(Written problem):
Every line of the material below must be repeated exactly.

(Entries shown):
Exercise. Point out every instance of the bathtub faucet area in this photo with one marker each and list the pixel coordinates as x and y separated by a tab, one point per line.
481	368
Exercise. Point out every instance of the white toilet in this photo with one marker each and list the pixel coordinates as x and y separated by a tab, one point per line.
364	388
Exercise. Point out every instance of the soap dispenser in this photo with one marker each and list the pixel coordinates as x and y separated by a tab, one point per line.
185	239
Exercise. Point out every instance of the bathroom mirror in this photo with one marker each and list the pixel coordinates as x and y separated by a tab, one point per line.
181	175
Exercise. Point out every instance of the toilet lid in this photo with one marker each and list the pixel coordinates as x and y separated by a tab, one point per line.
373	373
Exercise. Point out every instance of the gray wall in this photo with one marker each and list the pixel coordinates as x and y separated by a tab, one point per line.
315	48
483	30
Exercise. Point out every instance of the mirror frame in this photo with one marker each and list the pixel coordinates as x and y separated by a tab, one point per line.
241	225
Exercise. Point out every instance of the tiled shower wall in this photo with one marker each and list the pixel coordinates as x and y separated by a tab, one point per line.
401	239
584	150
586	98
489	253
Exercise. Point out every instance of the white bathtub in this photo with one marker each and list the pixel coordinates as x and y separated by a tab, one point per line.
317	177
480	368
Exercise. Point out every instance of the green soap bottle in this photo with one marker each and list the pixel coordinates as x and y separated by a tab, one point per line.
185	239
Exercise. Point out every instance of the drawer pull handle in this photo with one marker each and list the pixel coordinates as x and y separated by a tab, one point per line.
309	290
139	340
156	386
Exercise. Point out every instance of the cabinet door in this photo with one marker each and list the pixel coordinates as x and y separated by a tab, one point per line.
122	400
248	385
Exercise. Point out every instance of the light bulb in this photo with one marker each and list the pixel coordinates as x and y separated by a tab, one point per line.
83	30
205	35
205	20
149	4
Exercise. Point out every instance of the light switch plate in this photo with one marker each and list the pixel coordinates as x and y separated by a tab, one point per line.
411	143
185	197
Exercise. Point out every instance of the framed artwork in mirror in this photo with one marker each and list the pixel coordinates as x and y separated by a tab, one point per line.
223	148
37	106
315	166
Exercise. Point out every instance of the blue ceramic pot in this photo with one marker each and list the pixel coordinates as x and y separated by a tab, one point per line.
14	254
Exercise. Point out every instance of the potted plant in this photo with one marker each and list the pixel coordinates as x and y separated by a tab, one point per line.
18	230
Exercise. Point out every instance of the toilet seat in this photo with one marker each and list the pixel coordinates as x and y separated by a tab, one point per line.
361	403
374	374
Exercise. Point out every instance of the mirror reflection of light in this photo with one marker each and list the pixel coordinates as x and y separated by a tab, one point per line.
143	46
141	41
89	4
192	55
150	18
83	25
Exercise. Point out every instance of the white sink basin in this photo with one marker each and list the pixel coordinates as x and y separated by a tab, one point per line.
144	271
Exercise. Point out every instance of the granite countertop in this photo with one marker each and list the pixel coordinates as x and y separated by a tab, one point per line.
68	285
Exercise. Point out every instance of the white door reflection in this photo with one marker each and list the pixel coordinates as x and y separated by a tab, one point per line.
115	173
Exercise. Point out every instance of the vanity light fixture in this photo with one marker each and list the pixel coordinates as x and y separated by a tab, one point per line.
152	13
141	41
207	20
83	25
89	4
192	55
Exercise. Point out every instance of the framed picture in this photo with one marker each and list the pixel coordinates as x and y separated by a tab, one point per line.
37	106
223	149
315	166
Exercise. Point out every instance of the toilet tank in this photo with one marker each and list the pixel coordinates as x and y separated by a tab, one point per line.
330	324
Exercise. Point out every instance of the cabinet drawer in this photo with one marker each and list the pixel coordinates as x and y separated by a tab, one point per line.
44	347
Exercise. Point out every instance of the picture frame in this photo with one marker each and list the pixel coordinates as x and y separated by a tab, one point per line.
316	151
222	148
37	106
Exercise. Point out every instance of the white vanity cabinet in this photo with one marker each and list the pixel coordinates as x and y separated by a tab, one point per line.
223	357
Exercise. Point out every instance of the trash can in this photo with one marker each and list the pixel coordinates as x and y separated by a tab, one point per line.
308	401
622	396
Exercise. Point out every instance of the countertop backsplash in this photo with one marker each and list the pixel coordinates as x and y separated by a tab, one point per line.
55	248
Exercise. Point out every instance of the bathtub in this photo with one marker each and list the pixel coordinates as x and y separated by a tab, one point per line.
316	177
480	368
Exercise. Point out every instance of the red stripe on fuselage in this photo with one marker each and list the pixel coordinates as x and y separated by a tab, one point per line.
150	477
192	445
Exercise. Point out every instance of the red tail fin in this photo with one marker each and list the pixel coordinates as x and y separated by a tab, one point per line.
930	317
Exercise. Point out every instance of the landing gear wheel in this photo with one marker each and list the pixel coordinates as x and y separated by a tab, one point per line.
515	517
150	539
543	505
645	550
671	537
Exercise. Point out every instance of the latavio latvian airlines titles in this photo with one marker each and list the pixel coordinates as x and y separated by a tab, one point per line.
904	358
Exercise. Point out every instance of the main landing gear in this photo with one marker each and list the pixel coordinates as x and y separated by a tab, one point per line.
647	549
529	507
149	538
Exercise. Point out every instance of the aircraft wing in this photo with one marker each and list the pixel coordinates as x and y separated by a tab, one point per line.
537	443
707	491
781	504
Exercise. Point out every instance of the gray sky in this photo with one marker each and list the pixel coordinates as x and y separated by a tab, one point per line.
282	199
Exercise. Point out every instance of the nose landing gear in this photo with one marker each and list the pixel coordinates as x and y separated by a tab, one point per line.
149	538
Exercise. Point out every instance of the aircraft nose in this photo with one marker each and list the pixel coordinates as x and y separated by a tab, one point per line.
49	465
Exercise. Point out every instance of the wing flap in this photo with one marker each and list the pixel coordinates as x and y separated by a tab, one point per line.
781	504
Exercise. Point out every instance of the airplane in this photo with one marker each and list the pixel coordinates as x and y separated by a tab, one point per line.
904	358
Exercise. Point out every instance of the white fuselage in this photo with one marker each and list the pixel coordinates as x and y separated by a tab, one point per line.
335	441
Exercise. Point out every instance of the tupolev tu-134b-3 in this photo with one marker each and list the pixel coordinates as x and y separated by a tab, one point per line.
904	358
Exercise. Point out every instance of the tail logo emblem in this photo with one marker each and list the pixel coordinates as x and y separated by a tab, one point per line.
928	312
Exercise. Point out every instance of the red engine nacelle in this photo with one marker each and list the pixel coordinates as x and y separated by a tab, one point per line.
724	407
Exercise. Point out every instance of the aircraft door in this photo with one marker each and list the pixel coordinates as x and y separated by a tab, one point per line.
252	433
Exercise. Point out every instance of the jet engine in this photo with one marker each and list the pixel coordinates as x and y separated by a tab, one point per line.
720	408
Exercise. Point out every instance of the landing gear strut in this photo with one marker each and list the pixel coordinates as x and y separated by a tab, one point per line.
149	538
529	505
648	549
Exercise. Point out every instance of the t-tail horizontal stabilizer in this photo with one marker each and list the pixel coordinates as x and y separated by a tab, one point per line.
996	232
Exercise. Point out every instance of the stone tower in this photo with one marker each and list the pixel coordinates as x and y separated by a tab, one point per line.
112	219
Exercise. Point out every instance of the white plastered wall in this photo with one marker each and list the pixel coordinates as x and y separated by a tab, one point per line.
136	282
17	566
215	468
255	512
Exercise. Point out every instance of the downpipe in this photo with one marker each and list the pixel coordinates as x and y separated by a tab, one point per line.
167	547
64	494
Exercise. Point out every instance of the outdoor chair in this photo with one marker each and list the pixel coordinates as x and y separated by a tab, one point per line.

(Output of the exercise):
Exercise. Point out every instance of the bathtub faucet area in this photo with one marker each and list the pixel coordinates as x and y separated by a tab, one point per line.
481	368
Exercise. Point out every instance of the white toilet in this photo with one marker each and list the pixel coordinates as x and y separated by a tab, one point per line.
364	388
Exercise. Point out every instance of the soap dispenser in this photo with one marker each and list the pixel coordinates as x and y separated by a tab, one point per line.
185	239
Exercise. Point out every instance of the bathroom mirror in this photo with one marker each and list the pixel coordinates as x and y separated by a tab, one point per line.
181	175
Exercise. Point out every instance of the toilet lid in this photo with one marker each and list the pixel coordinates as x and y separated by a tab, one point per line.
373	373
Exercise. Point out every instance of the gray wall in this photo with one marker each and list the pixel coordinates as x and y separated by a tab, one point per line.
315	48
483	30
Exercise. Point out every instance of the mirror frame in this photo with one marker each and list the pixel coordinates as x and y separated by a tab, one point per line.
241	225
Exercise. Point out every instance of the tiled shower wall in this photo with one marker each and list the pixel coordinates as x and y separated by a tab, one point per line.
401	239
584	150
586	98
489	253
Exercise. Point out every instance of the white bathtub in this photo with one marker each and list the pixel coordinates as x and y separated by a tab, one point per line.
317	177
480	368
Exercise. Point out every instance of the green soap bottle in this photo with one marker each and list the pixel coordinates as x and y separated by a tab, one point per line.
185	239
Exercise. Point out every instance of the drawer pull handle in this photo with one marker each and list the pixel coordinates as x and y separated by a tab, one point per line.
309	290
139	340
156	386
Exercise. Point out every instance of the cabinet door in this photo with one marker each and list the pixel coordinates as x and y separated by a tab, one point per line.
122	400
248	385
Exercise. Point out every instance of the light bulb in this photo with one marker each and list the pixel coordinates as x and y separated by a tab, one point per line.
83	30
205	35
205	20
149	4
Exercise. Point out every instance of the light switch plate in this photo with one marker each and list the pixel coordinates as x and y separated by a tab, one point per line.
411	143
185	197
Exercise. Point out every instance of the framed artwork in mirror in this photo with one marker each and list the pixel coordinates as x and y separated by a tab, one point per line.
223	148
37	106
315	166
Exercise. Point out every instance of the blue ceramic pot in this photo with one marker each and list the pixel coordinates as x and y separated by a tab, one point per line.
14	254
Exercise. Point out every instance of the potted plant in this photo with one marker each and list the pixel coordinates as x and y separated by a tab, one point per line.
18	230
Exercise. Point out every instance of the toilet seat in this photo with one marker each and list the pixel coordinates as x and y separated by a tab, one point per line.
361	403
374	374
Exercise. Point out every instance of the mirror reflection of light in this photo with one marker each and list the pixel coordinates as x and y separated by a tab, one point per line.
143	46
141	41
89	4
192	55
150	18
83	25
Exercise. Point out every instance of the white sink basin in this photo with one marker each and list the pixel coordinates as x and y separated by a tab, one point per line.
144	271
Exercise. Point out every instance of the granite countertop in this photo with one marker each and list the pixel coordinates as x and y separated by a tab, one point per line.
68	285
Exercise. Point out every instance of the white door reflection in this photo with one marker each and list the pixel coordinates as x and y separated by a tab, one point per line.
115	173
Exercise. Point out every instance of the vanity light fixture in this photo with one marker each and list the pixel coordinates as x and y separated by a tab, one point per line.
152	13
141	41
207	20
83	25
89	4
192	55
Exercise. Point out every instance of the framed picture in this photo with one marker each and list the pixel coordinates as x and y separated by a tab, one point per line.
37	106
223	149
315	166
Exercise. Point out every instance of the toilet tank in this photo with one marker each and list the pixel coordinates as x and y separated by a tab, one point per line.
330	324
Exercise. Point out every instance of the cabinet drawer in this photo with one marker each and list the pixel coordinates as x and y separated by a tab, one point per line.
44	347
Exercise. Point out every instance of the picture frame in this photo with one marker each and list the pixel coordinates as x and y separated by a tab, one point per line.
316	151
222	148
37	106
Exercise. Point out every instance of the white vanity cabinet in this photo with one marker each and list the pixel coordinates as x and y separated by a tab, one point per line.
223	357
Exercise. Point out every instance of the trash can in this photo with one marker each and list the pixel coordinates as x and y separated by a tab, one point per line.
308	401
622	396
Exercise. Point out every instance of the countertop backsplash in this photo with one marker each and list the pixel coordinates as x and y separated by a tab, one point per line.
55	248
Exercise. Point out every instance of the bathtub in this photo with one marker each and list the pixel coordinates as x and y separated by a tab, one point per line.
316	177
480	368
Exercise. Point out every instance of the red stripe on fuselage in this photo with one marker each and list the pixel coordinates as x and y separated by a tab, one point per line.
150	477
192	445
Exercise. Point out every instance of the red tail fin in this photo with one marker each and list the pixel coordinates as x and y separated by a tab, one point per line.
930	317
Exercise. Point out every instance of the landing gear wheel in this photo with one marker each and list the pixel coordinates as x and y separated by a tab, one point per line.
515	517
150	539
543	505
645	550
671	537
Exercise. Point out every instance of the latavio latvian airlines titles in this photo with one marker each and list the pixel coordinates as x and y separated by a tab, one point per line.
904	358
Exercise. Point out every instance of the main landing gear in this photo with one marker each and list the pixel coordinates as x and y separated by a tab, one point per line.
647	549
529	507
149	538
Exercise. Point out every instance of the aircraft wing in this photo with one marker each and list the pixel coordinates as x and y separated by a tab, one point per line.
537	443
707	491
781	504
Exercise. Point out every instance of the gray sky in this photo with one marker each and list the pixel coordinates as x and y separated by a tab, one point per line.
282	199
Exercise. Point out every instance of the nose landing gear in this photo with one marker each and list the pixel coordinates as x and y separated by a tab, one point per line.
149	538
Exercise. Point out every instance of the aircraft nose in this photo with one marker each and list the pixel coordinates as x and y separated by a tab, one point per line.
49	465
Exercise. Point out every instance of the wing flap in this photo with one marker each and list the pixel coordinates as x and y separated by a tab, one point per line.
781	504
Exercise. Point out every instance of the airplane in this photo with one marker each and list the pixel coordinates as x and y separated by a tab, one point per line.
904	358
Exercise. Point out every instance of the white fuselage in this photo with one marker each and list the pixel coordinates as x and y separated by a tab, one point per line.
335	441
Exercise. Point out every instance of the tupolev tu-134b-3 in this photo with one marker each and list the pixel coordinates as x and y separated by a tab, one point per line.
904	358
Exercise. Point out every instance of the tail logo emblem in this photo with one marker each and list the pixel coordinates as x and y separated by a tab, one point per line.
928	312
Exercise. Point out every instance of the red engine nacelle in this photo with one marker each and list the pixel coordinates as x and y separated by a tab, one point per line.
724	407
Exercise. Point out every instance of the aircraft door in this photo with one marker each and list the pixel coordinates as x and y separated by a tab, one point per line.
252	433
Exercise. Point out every instance of the jet engine in this photo with one marker each and list the pixel coordinates as x and y separated by a tab, one point per line.
720	408
Exercise. Point out every instance of the landing gear strut in this photo with one marker each and list the pixel coordinates as x and y separated by a tab, one point per line.
149	538
529	505
648	549
Exercise. Point out every instance of the t-tail horizontal stabilizer in this photo with one marker each and list the pixel coordinates as x and y separated by a tab, one point per line.
996	232
Exercise. Point out every instance of the stone tower in this photo with one marker each and list the pixel coordinates as x and y separated by a tab, one point per line.
112	219
Exercise. Point out every instance of the white plastered wall in this photo with one marker each and list the pixel coordinates as x and y separated by a tab, one point per line.
136	282
17	566
215	468
255	512
Exercise. Point out every instance of the downpipe in this photo with one marker each and list the pixel coordinates as x and y separated by a tab, one point per line.
167	547
64	494
Exercise. Point out every instance of the outdoor chair in this photo with one marker each and list the pixel coordinates as x and y separated by a tab, one point per line.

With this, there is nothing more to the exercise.